Exercise prompt - All entries that follow are to be written out verbatim.

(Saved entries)
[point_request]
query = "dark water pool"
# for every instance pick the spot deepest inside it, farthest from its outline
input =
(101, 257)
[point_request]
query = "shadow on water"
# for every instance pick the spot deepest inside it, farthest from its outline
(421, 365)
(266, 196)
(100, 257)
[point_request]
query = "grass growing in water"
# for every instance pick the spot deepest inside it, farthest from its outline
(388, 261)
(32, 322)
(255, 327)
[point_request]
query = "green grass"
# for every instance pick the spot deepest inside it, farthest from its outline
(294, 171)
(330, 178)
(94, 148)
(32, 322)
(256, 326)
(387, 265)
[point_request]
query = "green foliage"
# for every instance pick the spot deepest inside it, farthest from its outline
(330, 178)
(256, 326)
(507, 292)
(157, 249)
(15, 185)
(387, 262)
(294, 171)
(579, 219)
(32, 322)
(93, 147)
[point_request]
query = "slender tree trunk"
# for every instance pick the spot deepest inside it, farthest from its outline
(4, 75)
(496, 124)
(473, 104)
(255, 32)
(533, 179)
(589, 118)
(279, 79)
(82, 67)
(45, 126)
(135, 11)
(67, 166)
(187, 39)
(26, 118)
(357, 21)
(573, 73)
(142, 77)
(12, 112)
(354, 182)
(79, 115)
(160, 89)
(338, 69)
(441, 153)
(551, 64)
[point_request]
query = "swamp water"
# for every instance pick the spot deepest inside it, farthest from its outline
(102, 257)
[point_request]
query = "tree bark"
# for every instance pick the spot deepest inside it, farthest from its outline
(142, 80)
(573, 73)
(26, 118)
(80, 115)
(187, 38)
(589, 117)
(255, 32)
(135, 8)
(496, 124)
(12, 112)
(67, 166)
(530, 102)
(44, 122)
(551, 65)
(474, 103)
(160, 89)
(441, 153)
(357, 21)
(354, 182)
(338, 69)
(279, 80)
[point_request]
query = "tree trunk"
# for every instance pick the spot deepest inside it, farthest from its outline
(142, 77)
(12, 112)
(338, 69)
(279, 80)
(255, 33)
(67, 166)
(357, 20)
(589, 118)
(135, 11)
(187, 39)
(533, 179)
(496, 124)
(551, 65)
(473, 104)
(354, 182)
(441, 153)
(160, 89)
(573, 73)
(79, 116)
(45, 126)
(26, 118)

Written solution -
[point_request]
query = "dark water pool"
# for every instance pick the spot deepest inside it, farthest from its outline
input =
(101, 257)
[point_request]
query = "shadow on water"
# for every instance pick the spot deepest inside it, farthest from its outline
(421, 365)
(266, 196)
(100, 257)
[point_request]
query = "grass growing in water"
# for every instance pick the spot deepest inside it, farthest from its outline
(388, 261)
(32, 322)
(255, 327)
[point_request]
query = "green grass"
# for every instance pick the spot deepest inside it, farthest from its outline
(294, 171)
(330, 178)
(94, 148)
(32, 322)
(256, 326)
(387, 265)
[point_request]
query = "green foliage"
# for every instance pick the spot deepest inside it, farthest from its outline
(330, 178)
(256, 326)
(507, 292)
(157, 249)
(15, 185)
(387, 262)
(294, 171)
(579, 219)
(32, 322)
(93, 147)
[point_request]
query = "slender tree trunk"
# for every instance pick the spot deepest inside it, farthest from its outline
(4, 75)
(496, 124)
(473, 104)
(255, 32)
(533, 179)
(589, 118)
(279, 79)
(82, 67)
(45, 126)
(135, 11)
(67, 166)
(187, 39)
(26, 118)
(357, 21)
(573, 73)
(142, 77)
(12, 112)
(354, 182)
(79, 115)
(160, 89)
(338, 69)
(441, 153)
(551, 64)
[point_request]
query = "swamp water"
# for every instance pick the spot deepest inside it, farthest from its outline
(102, 257)
[point_request]
query = "tree bark"
# for every instance pick the spot deepest inside it, farthest from its outline
(142, 80)
(573, 73)
(26, 118)
(80, 115)
(187, 38)
(589, 117)
(255, 32)
(135, 8)
(496, 124)
(12, 112)
(67, 166)
(530, 102)
(44, 122)
(551, 65)
(474, 103)
(160, 89)
(441, 153)
(357, 21)
(354, 182)
(338, 69)
(279, 80)
[point_request]
query = "tree trunk"
# for every instance pick the spot deepest inside it, farthest from its outline
(142, 77)
(12, 112)
(338, 69)
(279, 80)
(255, 33)
(67, 166)
(357, 20)
(589, 118)
(135, 11)
(187, 39)
(533, 179)
(496, 124)
(551, 65)
(473, 104)
(354, 182)
(441, 153)
(160, 89)
(573, 73)
(79, 116)
(45, 126)
(26, 118)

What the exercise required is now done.